TASK DIRECTIONS:
Reproduce the article on Xia Boyu's climb of Mount Qomolangma word for word, from its headline to its final sentence.

EXERCISE PASSAGE:
==========

Chinese amputee Xia Boyu achieves life-long goal of climbing the world’s highest peak

By He Keyao Source:Global Times Published: 2018/6/4 18:28:40

Amputee achieves life-long goal of climbing the world’s highest peak


Xia Boyu Photo: Courtesy of Xia Boyu

Xia Boyu rests at home after returning from Mount Qomolangma Photo: He Keyao/GT

More than 40 years ago, a then 25-year-old Chinese man lost both of his feet to frost bite after lending his sleeping bag to a team member during the trip to climb Mount Qomolangma, known in the West as Mount Everest.

Nearly two decades later, after having more of his lower legs amputated, he was diagnosed with cancer, which left him unsure of just how many years he would have left to fulfill his unfinished dream from his 20s. 

At the mid-May, the 69 year-old amputee finally stood proud on two artificial legs on the peak of Mount Qomolangma, a valiant symbol showcasing to the world the power of dreams.

The man's name, Xia Boyu, has become a source of inspiration to many around the world, moving numerous people to tears with his strong mind, persistence and ability to remain optimistic despite the brutal challenges he has faced in life.

Overcoming tragedy

Xia grew up in Northwest China's Qinghai Province and was a professional soccer player before he enrolled into the Chinese national mountaineering team in 1974. With a perfect physique and strong body, Xia was chosen to be one of the key members of the team whose goal was to climb to the top of Mount Qomolangma in 1975, which started his lifetime connection with the world's highest mountain.

The first time that the country's national team made it to the peak, which sits at 8,848 meters above sea level, was in the year 1960. However, since they arrived at night, no photos were taken, which caused the international community to doubt the team's claims.

==========

INFORMATION SHOWN:
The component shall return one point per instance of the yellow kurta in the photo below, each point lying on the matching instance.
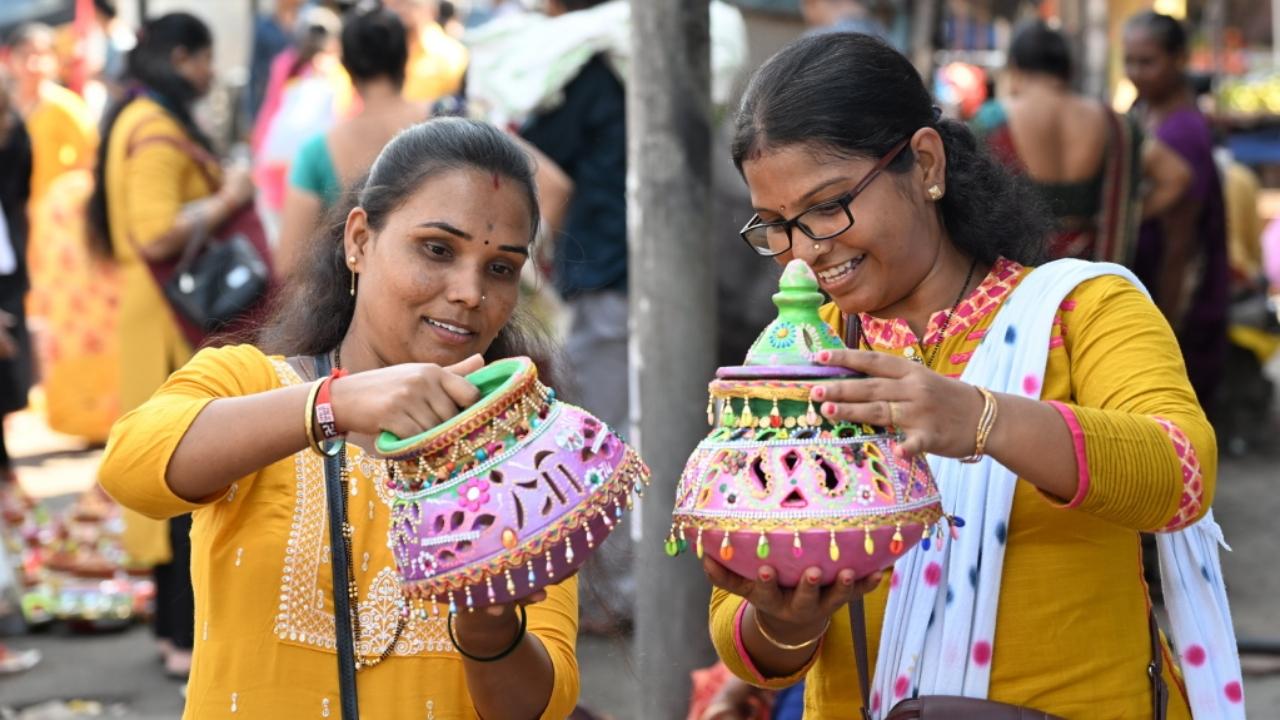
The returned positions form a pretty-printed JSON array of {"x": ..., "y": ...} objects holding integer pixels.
[
  {"x": 1072, "y": 630},
  {"x": 151, "y": 172},
  {"x": 260, "y": 569},
  {"x": 435, "y": 65},
  {"x": 63, "y": 137}
]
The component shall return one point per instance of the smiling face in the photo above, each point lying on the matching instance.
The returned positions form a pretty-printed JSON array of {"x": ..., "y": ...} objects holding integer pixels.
[
  {"x": 196, "y": 67},
  {"x": 440, "y": 278},
  {"x": 895, "y": 241},
  {"x": 1155, "y": 72}
]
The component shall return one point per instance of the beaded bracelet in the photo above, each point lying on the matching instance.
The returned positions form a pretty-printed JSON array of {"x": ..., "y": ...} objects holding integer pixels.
[
  {"x": 515, "y": 643},
  {"x": 309, "y": 418},
  {"x": 986, "y": 422},
  {"x": 772, "y": 641},
  {"x": 325, "y": 418}
]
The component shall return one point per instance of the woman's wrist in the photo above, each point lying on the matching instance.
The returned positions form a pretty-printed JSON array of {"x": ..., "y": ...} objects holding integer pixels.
[
  {"x": 485, "y": 636},
  {"x": 785, "y": 636}
]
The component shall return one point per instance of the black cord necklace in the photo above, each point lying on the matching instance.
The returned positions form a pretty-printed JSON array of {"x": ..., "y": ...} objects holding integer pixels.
[{"x": 946, "y": 322}]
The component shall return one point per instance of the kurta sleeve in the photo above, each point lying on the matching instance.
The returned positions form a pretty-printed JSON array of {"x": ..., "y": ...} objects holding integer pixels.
[
  {"x": 554, "y": 623},
  {"x": 726, "y": 625},
  {"x": 144, "y": 441},
  {"x": 1146, "y": 452}
]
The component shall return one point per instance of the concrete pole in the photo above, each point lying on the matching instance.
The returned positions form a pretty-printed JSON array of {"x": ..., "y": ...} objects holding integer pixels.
[
  {"x": 1095, "y": 65},
  {"x": 672, "y": 292},
  {"x": 924, "y": 21}
]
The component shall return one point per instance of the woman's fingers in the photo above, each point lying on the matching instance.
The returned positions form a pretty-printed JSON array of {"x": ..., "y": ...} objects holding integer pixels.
[
  {"x": 876, "y": 364},
  {"x": 876, "y": 413},
  {"x": 766, "y": 592},
  {"x": 726, "y": 579},
  {"x": 856, "y": 391},
  {"x": 805, "y": 597}
]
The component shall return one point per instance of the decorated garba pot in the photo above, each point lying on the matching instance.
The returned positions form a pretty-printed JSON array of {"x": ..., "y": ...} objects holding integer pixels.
[
  {"x": 510, "y": 496},
  {"x": 776, "y": 483}
]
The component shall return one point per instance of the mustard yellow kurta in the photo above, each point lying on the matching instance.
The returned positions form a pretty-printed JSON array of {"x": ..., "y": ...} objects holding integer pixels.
[
  {"x": 260, "y": 569},
  {"x": 435, "y": 65},
  {"x": 151, "y": 172},
  {"x": 63, "y": 137},
  {"x": 1072, "y": 633}
]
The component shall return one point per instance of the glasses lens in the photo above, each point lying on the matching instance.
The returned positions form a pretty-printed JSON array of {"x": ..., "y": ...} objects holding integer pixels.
[
  {"x": 759, "y": 238},
  {"x": 824, "y": 220}
]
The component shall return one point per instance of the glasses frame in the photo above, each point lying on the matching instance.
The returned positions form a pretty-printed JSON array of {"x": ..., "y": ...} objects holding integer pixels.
[{"x": 842, "y": 201}]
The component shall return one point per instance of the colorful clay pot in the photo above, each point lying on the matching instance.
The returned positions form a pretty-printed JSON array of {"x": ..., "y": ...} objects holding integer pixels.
[
  {"x": 507, "y": 497},
  {"x": 776, "y": 483}
]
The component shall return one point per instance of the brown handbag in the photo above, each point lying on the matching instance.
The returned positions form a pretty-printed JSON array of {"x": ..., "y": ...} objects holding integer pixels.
[{"x": 952, "y": 707}]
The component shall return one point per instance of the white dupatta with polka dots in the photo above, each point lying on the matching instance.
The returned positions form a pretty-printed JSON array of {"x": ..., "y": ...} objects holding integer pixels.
[{"x": 941, "y": 615}]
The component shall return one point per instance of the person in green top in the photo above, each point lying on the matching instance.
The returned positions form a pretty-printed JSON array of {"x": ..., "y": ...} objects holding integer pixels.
[{"x": 374, "y": 53}]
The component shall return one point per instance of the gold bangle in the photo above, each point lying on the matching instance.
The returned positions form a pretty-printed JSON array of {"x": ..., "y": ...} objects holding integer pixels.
[
  {"x": 755, "y": 616},
  {"x": 309, "y": 420},
  {"x": 986, "y": 422}
]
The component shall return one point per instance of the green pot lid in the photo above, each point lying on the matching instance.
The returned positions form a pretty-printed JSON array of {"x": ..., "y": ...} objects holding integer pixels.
[{"x": 798, "y": 333}]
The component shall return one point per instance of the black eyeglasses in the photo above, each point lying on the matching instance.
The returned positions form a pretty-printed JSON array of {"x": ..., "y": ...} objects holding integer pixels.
[{"x": 823, "y": 220}]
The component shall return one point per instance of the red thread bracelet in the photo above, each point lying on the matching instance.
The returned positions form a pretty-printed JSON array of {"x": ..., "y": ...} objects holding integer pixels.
[{"x": 325, "y": 418}]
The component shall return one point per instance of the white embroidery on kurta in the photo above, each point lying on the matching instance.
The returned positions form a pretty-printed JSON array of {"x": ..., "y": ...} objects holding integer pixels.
[{"x": 305, "y": 575}]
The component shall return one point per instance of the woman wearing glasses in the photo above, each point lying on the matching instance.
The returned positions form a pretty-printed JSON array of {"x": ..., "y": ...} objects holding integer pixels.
[{"x": 1063, "y": 382}]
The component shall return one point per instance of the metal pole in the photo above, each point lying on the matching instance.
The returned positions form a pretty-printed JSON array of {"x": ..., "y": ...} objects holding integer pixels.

==========

THE COMPLETED TASK:
Chinese amputee Xia Boyu achieves life-long goal of climbing the world’s highest peak

By He Keyao Source:Global Times Published: 2018/6/4 18:28:40

Amputee achieves life-long goal of climbing the world’s highest peak


Xia Boyu Photo: Courtesy of Xia Boyu

Xia Boyu rests at home after returning from Mount Qomolangma Photo: He Keyao/GT

More than 40 years ago, a then 25-year-old Chinese man lost both of his feet to frost bite after lending his sleeping bag to a team member during the trip to climb Mount Qomolangma, known in the West as Mount Everest.

Nearly two decades later, after having more of his lower legs amputated, he was diagnosed with cancer, which left him unsure of just how many years he would have left to fulfill his unfinished dream from his 20s. 

At the mid-May, the 69 year-old amputee finally stood proud on two artificial legs on the peak of Mount Qomolangma, a valiant symbol showcasing to the world the power of dreams.

The man's name, Xia Boyu, has become a source of inspiration to many around the world, moving numerous people to tears with his strong mind, persistence and ability to remain optimistic despite the brutal challenges he has faced in life.

Overcoming tragedy

Xia grew up in Northwest China's Qinghai Province and was a professional soccer player before he enrolled into the Chinese national mountaineering team in 1974. With a perfect physique and strong body, Xia was chosen to be one of the key members of the team whose goal was to climb to the top of Mount Qomolangma in 1975, which started his lifetime connection with the world's highest mountain.

The first time that the country's national team made it to the peak, which sits at 8,848 meters above sea level, was in the year 1960. However, since they arrived at night, no photos were taken, which caused the international community to doubt the team's claims.